**Data for this task**
****

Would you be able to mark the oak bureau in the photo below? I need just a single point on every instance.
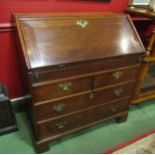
(81, 69)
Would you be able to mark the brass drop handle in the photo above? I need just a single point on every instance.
(82, 23)
(65, 86)
(117, 75)
(113, 109)
(59, 107)
(61, 125)
(118, 92)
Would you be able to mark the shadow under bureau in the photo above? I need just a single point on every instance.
(81, 70)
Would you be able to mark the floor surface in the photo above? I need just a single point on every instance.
(96, 139)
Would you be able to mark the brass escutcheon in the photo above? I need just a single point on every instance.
(117, 75)
(118, 92)
(65, 86)
(82, 23)
(113, 109)
(61, 125)
(59, 107)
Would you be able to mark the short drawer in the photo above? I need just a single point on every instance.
(116, 76)
(54, 90)
(52, 109)
(64, 70)
(76, 120)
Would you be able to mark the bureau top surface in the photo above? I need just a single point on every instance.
(54, 39)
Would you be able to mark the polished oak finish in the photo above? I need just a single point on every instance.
(81, 68)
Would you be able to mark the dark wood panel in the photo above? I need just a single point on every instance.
(116, 76)
(50, 90)
(69, 122)
(64, 71)
(49, 109)
(55, 41)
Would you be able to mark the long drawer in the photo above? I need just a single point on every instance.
(86, 68)
(56, 126)
(50, 109)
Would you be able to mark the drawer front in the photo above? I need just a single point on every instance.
(67, 123)
(60, 107)
(54, 90)
(116, 76)
(86, 68)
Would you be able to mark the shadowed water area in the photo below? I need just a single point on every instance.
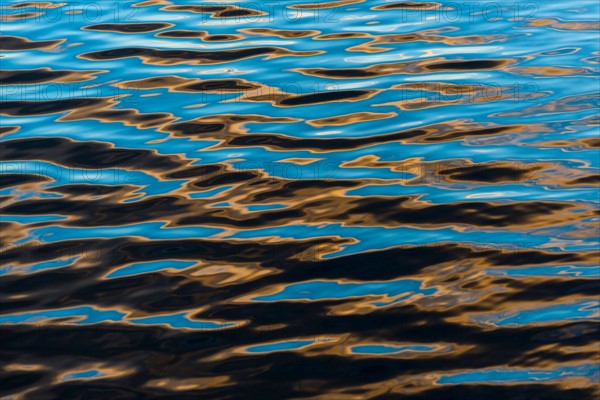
(349, 199)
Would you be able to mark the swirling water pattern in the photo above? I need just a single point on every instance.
(351, 199)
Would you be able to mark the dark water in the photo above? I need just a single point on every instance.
(352, 199)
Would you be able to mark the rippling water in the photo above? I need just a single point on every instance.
(351, 199)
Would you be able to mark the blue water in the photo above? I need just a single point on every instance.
(346, 199)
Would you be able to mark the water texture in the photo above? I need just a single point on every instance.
(349, 199)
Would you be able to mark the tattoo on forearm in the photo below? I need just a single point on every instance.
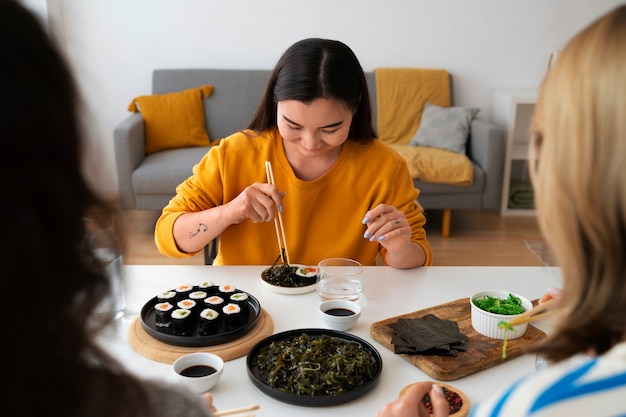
(201, 228)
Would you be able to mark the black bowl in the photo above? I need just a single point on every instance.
(305, 400)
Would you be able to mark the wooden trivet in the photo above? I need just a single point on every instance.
(154, 349)
(482, 352)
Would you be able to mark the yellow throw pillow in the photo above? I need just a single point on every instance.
(173, 120)
(437, 165)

****

**What this task involves**
Return every line above exactly, omitting images.

**Response area**
Would you be able to mark the oak bureau in the photo below? I need just a single point on every instance.
(81, 69)
Would you be able to mark the brass drop handle in the photo above? I need just a single point on every instance.
(82, 23)
(65, 86)
(117, 75)
(113, 109)
(59, 107)
(61, 125)
(118, 92)
Would you be able to mark the shadow under bureau in the photo above? I need just a single point on every instance.
(81, 70)
Would you be able to mark the floor surface in the photo above? I need just a single point on every instance.
(96, 139)
Would you be able to mark the brass escutcheon in the photo above? I need just a single point on every instance.
(117, 75)
(118, 92)
(65, 86)
(82, 23)
(113, 109)
(61, 125)
(59, 107)
Would you be able to mark the short drawer in the photo above? I need just a single point on every instance.
(116, 76)
(54, 90)
(52, 109)
(64, 70)
(76, 120)
Would you be able to mark the bureau top surface in the photo above? I need just a single point on every instance.
(54, 39)
Would you be able to mark the polished oak finish in the photo above? I need just a single point on every instance.
(81, 68)
Would you be able to mark the dark wood panel in the photo above? I need just a single point on every instance.
(116, 76)
(50, 90)
(69, 122)
(64, 71)
(49, 109)
(55, 41)
Would you be able to mark the long drawer in the photo above? I need just a single point on every instance.
(86, 68)
(56, 126)
(50, 109)
Would you be able to mark the drawer front in the photo above? I need just a single point on every instance.
(67, 123)
(60, 107)
(54, 90)
(116, 76)
(86, 68)
Would you be able to mark the shadowed water area in the photo below? I need just a single point on every instance.
(349, 199)
Would you be able to mark the swirling water pattern in the photo above? I need just a single point on every instance.
(351, 199)
Would you be able to mark the dark water in the photo above? I need just a single point on every instance.
(352, 199)
Would you be able to mark the rippling water in the photo above? I need just a single point on every instance.
(351, 199)
Would you be able to mark the blue water in the photo above? I need just a single point on every instance.
(346, 199)
Would you be able to mark the water texture in the photo above? I need just a single point on every instance.
(349, 199)
Would you be able to mark the tattoo on forearm in the photo below? I need just a single point on every instance.
(201, 228)
Would you be able to mark the black bowl in the photo above? I need just a single point on every instance.
(305, 400)
Would you be able to mark the wooden trivet in the photo above? I need just a single point on every instance.
(154, 349)
(482, 352)
Would you be able to mark the yellow throw pillow in the photo above? I need just a single point on every instance.
(173, 120)
(437, 165)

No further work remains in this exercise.